**Exercise instructions**
Below are records; work out how many of their lines contain the word "logo" and reply with the number only.

Extracted records
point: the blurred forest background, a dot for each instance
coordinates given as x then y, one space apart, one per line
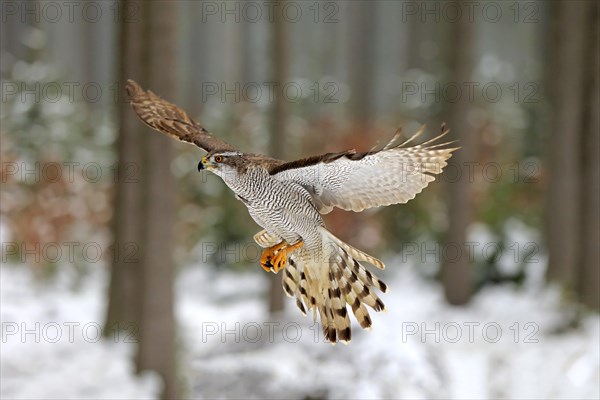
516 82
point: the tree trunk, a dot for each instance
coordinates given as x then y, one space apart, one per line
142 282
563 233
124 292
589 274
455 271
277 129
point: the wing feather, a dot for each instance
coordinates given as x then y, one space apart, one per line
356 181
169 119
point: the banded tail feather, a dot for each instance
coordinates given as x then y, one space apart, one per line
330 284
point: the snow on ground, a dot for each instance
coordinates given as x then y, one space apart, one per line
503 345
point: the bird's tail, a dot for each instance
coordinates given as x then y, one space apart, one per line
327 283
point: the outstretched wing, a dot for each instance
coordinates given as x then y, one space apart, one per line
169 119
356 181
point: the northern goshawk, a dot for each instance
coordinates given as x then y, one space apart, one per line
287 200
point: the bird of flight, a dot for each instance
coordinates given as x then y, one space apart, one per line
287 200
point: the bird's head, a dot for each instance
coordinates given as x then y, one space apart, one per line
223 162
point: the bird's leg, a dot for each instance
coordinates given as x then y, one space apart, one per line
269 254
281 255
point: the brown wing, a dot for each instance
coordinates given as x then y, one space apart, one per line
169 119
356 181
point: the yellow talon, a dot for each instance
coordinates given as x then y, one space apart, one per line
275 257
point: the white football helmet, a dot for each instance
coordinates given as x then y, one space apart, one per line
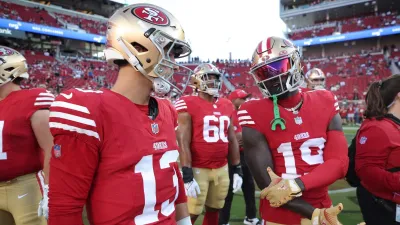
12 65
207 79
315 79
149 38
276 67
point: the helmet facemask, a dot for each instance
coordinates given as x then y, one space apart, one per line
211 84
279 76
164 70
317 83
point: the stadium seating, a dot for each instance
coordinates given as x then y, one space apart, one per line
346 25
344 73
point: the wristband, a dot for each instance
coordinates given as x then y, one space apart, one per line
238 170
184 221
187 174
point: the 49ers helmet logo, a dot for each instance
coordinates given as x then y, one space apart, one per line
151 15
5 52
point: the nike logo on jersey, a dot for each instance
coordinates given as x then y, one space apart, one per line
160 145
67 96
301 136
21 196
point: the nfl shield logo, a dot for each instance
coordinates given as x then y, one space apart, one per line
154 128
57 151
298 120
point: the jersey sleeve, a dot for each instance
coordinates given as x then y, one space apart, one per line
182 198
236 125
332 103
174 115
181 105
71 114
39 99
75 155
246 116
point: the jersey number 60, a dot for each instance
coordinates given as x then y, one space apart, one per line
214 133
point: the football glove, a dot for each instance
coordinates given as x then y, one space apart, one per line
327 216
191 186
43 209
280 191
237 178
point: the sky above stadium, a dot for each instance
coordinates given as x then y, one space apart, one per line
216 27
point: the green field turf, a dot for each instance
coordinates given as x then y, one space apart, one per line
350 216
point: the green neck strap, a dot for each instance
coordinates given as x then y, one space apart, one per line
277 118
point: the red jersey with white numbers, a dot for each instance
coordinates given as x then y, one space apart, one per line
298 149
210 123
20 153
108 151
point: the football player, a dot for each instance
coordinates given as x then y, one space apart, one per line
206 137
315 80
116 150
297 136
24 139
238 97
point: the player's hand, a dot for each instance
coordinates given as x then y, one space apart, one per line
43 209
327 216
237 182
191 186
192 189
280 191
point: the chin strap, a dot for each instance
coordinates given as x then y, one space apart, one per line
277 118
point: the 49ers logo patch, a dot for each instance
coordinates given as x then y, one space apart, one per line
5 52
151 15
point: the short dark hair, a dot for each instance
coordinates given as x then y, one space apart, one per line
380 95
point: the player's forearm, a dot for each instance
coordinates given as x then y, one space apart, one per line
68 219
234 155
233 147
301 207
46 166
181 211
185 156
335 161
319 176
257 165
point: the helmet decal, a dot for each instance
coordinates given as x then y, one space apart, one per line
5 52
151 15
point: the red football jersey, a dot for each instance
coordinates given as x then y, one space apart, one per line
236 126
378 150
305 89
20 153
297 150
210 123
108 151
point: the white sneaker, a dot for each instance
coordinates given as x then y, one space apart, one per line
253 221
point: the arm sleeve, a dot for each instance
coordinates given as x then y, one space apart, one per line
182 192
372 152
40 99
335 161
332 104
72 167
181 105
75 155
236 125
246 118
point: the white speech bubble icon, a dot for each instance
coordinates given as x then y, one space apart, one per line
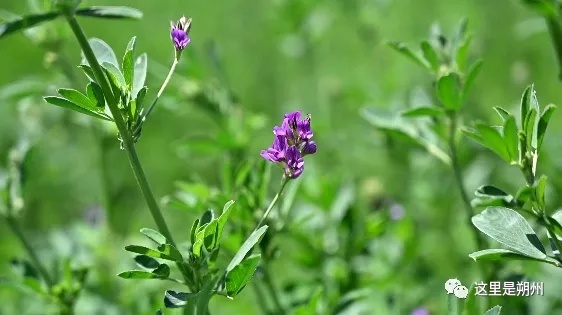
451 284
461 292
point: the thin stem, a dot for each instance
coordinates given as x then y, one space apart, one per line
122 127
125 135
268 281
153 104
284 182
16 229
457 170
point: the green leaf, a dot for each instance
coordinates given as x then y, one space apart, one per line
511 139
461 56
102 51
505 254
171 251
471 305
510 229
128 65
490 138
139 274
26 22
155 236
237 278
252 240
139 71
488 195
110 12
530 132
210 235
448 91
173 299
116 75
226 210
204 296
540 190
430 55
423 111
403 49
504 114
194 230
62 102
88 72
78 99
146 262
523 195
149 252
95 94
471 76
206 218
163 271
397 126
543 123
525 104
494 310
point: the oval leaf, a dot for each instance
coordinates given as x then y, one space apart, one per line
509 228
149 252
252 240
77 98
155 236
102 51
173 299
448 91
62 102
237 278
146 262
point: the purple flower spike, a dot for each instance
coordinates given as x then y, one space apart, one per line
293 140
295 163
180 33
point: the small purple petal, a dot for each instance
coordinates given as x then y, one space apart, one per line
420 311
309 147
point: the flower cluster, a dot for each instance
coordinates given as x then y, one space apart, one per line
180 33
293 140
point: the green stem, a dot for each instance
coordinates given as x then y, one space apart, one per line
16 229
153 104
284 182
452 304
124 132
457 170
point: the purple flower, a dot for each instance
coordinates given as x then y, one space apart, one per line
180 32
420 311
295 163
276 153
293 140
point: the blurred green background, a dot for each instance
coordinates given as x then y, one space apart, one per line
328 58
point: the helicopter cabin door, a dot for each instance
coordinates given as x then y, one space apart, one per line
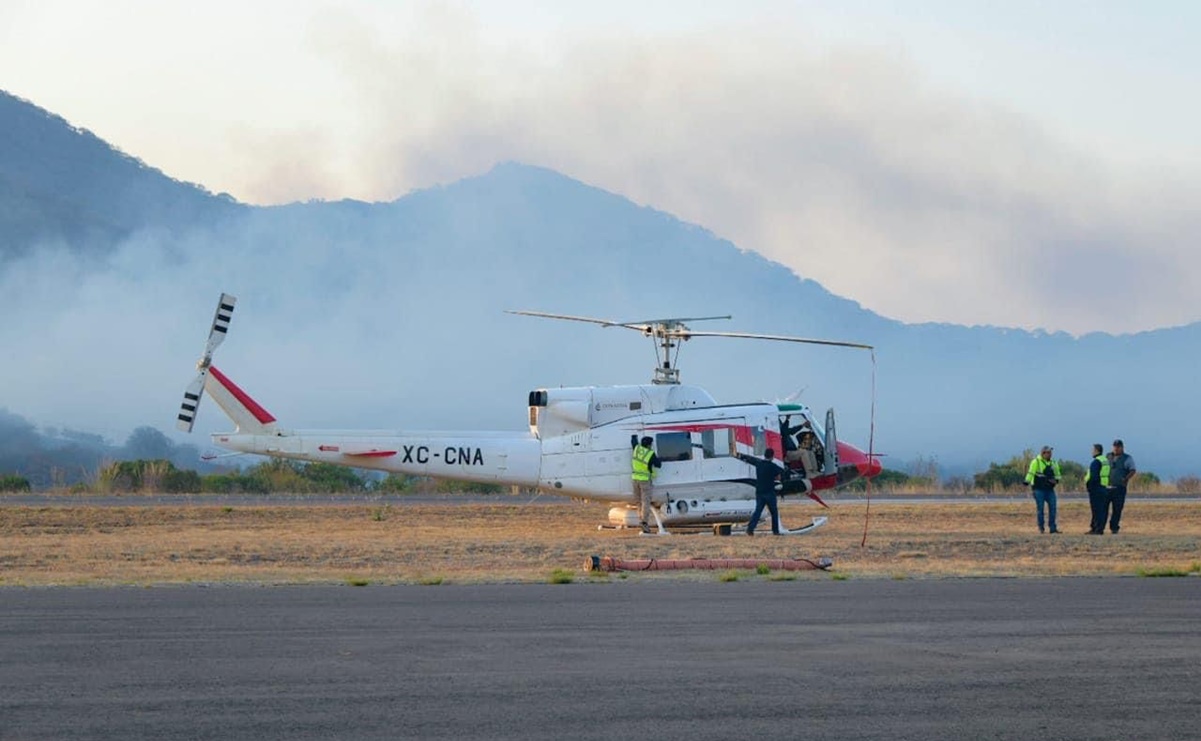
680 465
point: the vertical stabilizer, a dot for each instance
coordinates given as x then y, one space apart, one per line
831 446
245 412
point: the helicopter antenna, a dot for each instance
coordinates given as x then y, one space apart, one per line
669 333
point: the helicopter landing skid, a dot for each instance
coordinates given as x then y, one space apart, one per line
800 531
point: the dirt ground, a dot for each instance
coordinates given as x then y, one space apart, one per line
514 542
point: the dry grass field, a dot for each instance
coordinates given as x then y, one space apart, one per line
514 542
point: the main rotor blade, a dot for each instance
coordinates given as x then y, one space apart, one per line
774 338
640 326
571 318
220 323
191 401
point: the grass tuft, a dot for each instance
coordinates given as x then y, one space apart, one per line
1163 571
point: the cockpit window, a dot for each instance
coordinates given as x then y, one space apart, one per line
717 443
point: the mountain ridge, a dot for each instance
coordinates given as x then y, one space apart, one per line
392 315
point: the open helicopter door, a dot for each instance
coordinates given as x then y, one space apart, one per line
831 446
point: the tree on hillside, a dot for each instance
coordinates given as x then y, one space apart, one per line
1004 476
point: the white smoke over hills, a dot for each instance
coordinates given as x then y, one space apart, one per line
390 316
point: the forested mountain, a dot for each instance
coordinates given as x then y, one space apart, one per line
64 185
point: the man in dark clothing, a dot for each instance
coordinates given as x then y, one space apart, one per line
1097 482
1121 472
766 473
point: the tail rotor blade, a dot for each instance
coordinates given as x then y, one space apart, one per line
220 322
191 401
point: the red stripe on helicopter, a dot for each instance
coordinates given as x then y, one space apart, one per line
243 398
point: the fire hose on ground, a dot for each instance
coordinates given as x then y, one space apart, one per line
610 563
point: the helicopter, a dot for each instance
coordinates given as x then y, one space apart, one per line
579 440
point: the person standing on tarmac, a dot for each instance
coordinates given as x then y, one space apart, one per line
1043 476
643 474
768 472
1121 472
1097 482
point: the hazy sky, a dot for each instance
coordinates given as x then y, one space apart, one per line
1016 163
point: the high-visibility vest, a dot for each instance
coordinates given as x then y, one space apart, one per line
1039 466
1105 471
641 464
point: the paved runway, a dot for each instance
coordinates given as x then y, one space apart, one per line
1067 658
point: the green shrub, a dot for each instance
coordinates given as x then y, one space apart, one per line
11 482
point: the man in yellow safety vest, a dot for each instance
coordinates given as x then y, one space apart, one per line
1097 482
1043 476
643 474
* * *
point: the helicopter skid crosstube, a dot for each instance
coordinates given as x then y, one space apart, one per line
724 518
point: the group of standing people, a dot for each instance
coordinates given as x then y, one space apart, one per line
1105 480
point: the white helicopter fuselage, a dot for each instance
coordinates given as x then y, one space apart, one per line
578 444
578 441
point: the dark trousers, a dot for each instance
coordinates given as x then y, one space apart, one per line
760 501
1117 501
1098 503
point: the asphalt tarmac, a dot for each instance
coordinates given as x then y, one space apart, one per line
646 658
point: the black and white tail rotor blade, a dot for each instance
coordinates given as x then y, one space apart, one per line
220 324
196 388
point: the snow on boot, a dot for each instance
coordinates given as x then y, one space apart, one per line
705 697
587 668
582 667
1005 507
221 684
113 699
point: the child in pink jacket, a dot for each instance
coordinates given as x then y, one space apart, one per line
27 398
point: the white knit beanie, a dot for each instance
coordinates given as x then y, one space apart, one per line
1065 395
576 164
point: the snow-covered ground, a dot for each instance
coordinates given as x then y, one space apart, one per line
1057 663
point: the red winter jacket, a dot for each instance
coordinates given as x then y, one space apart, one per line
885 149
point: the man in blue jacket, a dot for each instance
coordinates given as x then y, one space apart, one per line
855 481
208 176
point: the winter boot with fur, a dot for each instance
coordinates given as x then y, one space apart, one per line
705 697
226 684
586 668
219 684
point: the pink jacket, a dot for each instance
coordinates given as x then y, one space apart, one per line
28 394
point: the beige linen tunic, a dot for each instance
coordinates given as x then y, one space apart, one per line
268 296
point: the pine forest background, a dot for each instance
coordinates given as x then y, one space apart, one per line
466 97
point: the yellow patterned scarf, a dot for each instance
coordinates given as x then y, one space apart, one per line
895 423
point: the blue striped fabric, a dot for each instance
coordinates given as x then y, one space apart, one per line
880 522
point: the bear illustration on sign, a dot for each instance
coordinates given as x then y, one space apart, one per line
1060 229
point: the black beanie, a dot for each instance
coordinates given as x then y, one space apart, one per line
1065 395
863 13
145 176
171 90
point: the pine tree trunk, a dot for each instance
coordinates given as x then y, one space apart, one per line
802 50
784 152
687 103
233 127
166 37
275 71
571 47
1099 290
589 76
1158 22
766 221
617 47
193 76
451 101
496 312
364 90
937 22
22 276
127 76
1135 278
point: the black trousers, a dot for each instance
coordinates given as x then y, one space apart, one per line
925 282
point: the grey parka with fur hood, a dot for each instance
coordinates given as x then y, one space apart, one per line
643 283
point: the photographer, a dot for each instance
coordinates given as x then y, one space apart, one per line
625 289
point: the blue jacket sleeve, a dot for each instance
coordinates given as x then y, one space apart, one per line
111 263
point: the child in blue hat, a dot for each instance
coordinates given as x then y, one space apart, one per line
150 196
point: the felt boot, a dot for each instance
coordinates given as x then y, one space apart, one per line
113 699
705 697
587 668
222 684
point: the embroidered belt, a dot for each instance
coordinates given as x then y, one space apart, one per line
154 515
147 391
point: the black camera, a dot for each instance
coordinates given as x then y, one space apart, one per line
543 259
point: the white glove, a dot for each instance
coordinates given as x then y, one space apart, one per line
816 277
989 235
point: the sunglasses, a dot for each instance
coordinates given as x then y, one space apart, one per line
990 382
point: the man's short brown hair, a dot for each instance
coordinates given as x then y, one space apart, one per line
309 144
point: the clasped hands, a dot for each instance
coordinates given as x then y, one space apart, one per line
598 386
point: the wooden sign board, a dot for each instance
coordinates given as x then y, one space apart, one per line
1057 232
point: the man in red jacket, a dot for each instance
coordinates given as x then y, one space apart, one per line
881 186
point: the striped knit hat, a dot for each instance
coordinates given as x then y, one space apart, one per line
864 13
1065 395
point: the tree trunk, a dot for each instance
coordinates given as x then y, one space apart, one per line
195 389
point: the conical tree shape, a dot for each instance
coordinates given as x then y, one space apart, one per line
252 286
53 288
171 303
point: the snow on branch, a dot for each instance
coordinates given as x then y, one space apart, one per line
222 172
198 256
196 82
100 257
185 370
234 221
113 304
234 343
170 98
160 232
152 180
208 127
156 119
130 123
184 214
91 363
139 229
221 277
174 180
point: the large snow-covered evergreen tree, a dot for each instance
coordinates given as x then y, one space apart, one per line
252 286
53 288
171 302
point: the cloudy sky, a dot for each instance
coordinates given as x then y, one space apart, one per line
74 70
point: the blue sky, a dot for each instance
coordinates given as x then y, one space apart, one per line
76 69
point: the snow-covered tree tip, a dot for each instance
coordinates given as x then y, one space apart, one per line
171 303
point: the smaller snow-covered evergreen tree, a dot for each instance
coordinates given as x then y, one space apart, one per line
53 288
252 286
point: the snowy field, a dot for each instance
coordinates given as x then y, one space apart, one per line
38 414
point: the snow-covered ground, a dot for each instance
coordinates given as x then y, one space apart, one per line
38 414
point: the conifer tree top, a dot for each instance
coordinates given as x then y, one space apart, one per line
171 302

**Solution to the problem**
4